PROBLÈME POSÉ A -> Dans le passage donné, quel centurion l'armée charge-t-elle de s'expliquer pour tous ?

PASSAGE DONNÉ ->
+ + + + + + +
XXVI. L’armée répondit que le centurion Clémens était chargé de s’expliquer pour tous. Celui-ci, prenant la parole, demande « le congé après seize ans, les récompenses à la fin du service, un denier de paye par jour, enfin que les vétérans ne soient plus retenus sous le drapeau. » Drusus parlait d’attendre une décision suprême du sénat et de son père ; des cris l’interrompent : « Qu’est-il venu faire, s’il ne peut augmenter la paye du soldat, ni soulager ses maux ? Il est donc sans pouvoir pour le bien ? Ah ! Les pouvoirs ne manquent à personne, quand il s’agit de frapper ou de tuer. Tibère jadis empruntait le nom d’Auguste pour refuser justice aux légions ; Drusus renouvelle les mêmes artifices : ne leur viendra-t-il donc jamais que des enfants en tutelle ? Chose étrange ! L’empereur ne renvoie au sénat que ce qui est en faveur des gens de guerre : il faut donc aussi consulter le sénat toutes les fois qu’on les mène au combat ou au supplice. Récompenser est-il le privilège de quelques-uns ; punir, le droit de tous ? »
+ + + + + + +
PROBLÈME POSÉ B -> Modifiez la partie du listing qui s'ouvre sur la ligne contenant « need box >> green grass » et se ferme sur celle contenant « [153,0,163,3] », bornes incluses. Redonnez uniquement ces lignes en remplaçant « road » par « street », sans aucun autre changement.

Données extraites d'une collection
+ + + + + + +
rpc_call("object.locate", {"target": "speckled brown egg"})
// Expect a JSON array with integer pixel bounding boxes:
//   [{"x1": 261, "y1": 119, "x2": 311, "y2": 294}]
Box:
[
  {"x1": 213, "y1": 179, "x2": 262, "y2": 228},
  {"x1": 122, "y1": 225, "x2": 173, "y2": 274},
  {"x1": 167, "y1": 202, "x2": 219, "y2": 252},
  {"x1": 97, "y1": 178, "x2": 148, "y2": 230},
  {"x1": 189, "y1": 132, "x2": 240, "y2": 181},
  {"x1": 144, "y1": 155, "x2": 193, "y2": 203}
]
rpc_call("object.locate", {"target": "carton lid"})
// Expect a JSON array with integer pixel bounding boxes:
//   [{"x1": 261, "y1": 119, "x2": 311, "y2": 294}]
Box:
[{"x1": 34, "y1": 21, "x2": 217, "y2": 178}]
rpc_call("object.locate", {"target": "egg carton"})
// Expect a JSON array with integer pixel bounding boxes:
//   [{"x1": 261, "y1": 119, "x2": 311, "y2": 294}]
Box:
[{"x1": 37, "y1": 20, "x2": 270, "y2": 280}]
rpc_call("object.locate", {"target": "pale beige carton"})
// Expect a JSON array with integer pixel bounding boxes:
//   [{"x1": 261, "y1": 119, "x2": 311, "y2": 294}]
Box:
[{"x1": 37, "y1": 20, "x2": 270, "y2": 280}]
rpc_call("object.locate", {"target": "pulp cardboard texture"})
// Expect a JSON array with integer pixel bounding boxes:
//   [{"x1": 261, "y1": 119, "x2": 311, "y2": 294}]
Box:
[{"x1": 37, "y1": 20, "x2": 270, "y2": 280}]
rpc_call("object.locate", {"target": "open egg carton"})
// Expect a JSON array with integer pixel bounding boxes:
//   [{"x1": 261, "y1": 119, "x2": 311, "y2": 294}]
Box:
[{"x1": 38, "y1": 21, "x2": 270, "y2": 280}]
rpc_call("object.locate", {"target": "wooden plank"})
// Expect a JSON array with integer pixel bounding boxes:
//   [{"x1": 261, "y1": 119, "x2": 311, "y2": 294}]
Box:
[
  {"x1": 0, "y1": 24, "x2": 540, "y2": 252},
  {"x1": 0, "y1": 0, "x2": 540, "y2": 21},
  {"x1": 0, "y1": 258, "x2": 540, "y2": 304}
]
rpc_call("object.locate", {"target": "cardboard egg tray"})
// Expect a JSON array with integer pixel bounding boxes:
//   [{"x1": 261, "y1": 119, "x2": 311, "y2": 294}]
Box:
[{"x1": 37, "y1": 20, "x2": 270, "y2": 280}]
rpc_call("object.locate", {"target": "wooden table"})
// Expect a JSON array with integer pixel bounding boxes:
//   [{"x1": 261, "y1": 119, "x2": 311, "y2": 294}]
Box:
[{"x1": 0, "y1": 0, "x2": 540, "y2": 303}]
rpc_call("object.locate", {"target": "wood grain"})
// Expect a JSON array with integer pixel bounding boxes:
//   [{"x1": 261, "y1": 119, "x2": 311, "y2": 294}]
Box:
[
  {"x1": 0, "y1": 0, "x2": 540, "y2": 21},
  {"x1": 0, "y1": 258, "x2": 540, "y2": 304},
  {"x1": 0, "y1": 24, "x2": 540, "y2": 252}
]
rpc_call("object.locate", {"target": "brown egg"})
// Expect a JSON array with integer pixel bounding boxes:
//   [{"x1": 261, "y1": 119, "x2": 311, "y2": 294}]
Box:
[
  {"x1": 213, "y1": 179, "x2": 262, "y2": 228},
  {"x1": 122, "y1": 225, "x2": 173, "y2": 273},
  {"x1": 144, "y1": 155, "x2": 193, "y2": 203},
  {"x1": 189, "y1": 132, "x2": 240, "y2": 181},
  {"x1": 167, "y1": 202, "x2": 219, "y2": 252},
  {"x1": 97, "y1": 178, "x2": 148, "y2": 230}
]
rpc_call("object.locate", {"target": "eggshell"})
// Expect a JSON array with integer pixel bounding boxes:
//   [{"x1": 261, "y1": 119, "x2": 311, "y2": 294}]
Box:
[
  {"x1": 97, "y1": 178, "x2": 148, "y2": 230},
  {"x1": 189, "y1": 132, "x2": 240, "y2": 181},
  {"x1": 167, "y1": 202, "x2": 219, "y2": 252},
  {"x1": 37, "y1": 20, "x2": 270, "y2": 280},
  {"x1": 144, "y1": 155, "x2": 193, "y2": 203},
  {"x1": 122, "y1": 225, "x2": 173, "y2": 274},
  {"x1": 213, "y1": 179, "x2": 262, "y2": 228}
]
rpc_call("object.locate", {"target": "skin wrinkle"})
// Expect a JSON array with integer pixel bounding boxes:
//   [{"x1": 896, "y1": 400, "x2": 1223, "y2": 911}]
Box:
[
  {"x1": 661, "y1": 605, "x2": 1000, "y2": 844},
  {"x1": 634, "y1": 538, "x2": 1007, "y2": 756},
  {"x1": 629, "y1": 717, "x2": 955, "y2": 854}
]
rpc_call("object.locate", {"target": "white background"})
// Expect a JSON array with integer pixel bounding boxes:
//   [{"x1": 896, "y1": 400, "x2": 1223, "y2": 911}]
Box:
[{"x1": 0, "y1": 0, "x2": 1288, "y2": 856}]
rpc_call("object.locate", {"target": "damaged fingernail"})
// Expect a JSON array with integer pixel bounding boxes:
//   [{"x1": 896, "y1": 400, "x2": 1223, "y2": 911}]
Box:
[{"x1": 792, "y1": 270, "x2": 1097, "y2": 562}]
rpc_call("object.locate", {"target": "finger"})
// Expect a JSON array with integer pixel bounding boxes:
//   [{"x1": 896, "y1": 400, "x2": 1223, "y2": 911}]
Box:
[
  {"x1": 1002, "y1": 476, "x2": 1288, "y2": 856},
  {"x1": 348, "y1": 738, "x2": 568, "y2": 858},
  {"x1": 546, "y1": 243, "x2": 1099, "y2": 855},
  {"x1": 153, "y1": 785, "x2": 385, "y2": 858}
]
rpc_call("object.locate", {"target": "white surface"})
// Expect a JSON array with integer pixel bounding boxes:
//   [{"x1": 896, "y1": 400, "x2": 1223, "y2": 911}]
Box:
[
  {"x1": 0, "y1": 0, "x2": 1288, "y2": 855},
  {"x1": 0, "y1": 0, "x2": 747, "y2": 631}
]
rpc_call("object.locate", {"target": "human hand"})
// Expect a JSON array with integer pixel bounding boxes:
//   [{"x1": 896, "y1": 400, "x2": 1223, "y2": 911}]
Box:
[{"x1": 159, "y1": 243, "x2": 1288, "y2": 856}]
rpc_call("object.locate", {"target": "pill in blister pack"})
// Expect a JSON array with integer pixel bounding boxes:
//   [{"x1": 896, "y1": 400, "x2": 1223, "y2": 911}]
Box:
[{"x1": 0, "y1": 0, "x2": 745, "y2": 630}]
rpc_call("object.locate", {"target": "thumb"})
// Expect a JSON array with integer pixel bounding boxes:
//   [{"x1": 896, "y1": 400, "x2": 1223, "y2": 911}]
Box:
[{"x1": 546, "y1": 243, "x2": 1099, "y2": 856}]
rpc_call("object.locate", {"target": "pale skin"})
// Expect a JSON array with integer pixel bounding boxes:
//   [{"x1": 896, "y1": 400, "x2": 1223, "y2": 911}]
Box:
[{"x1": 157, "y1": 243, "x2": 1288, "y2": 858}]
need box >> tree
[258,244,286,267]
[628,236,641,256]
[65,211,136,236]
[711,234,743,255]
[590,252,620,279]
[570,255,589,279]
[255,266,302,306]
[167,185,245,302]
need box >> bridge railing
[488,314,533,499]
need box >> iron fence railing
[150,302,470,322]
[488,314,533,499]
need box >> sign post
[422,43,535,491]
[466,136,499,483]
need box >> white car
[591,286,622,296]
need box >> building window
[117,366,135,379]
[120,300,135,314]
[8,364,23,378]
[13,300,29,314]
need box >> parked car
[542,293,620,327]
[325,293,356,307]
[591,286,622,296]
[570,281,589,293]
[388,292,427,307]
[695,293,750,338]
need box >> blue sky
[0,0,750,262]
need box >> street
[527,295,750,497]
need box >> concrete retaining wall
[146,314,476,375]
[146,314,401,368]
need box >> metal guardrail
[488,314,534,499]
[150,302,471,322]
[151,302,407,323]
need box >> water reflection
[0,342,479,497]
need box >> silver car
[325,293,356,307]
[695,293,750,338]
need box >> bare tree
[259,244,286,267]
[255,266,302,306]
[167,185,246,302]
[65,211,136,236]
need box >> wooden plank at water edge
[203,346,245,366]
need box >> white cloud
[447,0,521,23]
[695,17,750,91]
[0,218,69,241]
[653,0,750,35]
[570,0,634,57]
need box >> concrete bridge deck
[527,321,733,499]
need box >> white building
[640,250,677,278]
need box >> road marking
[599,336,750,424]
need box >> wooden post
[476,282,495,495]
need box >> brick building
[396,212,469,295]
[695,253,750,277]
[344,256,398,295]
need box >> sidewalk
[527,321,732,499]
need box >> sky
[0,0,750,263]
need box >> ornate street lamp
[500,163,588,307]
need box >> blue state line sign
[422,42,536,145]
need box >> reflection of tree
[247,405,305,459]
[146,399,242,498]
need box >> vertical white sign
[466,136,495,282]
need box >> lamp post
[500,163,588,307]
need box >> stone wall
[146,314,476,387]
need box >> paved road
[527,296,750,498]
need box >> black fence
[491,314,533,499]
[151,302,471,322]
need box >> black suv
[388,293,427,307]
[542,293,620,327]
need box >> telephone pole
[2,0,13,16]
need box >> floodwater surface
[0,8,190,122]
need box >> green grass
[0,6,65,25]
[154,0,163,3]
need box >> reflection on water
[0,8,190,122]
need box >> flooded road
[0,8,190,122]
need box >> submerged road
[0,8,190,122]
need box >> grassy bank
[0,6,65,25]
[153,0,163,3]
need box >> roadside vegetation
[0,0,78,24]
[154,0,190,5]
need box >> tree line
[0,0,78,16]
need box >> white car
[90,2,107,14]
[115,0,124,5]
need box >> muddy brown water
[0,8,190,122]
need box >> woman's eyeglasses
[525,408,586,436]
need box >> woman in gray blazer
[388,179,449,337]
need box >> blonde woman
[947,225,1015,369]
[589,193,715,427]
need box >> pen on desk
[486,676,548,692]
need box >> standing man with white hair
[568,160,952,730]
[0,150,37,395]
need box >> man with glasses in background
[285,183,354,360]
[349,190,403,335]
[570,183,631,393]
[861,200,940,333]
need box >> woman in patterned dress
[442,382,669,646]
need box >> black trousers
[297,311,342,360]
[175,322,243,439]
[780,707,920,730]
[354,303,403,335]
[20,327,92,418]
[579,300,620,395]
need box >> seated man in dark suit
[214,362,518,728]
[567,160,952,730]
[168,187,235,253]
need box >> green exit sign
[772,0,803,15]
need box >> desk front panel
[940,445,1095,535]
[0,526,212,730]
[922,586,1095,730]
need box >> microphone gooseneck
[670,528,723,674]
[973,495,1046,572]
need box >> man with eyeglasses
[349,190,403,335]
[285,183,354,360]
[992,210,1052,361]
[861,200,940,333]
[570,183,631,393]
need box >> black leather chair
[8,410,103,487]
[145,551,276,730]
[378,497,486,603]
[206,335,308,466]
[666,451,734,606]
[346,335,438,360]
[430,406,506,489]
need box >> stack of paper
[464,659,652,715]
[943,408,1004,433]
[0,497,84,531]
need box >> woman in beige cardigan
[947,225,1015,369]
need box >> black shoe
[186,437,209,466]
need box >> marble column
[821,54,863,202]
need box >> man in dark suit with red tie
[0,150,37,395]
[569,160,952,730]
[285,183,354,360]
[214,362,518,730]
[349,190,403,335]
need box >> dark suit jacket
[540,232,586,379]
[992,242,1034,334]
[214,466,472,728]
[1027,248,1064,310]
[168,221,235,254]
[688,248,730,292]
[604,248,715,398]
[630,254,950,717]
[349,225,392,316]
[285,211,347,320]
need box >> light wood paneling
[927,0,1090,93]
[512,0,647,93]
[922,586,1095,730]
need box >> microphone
+ + + + + + +
RÉPONSE ATTENDUE A -> Le centurion Clémens.

RÉPONSE ATTENDUE B ->
need box >> green grass
[0,6,65,25]
[154,0,163,3]
need box >> reflection on water
[0,8,190,122]
need box >> flooded street
[0,8,190,122]
need box >> submerged street
[0,8,190,122]
need box >> grassy bank
[0,6,65,25]
[153,0,163,3]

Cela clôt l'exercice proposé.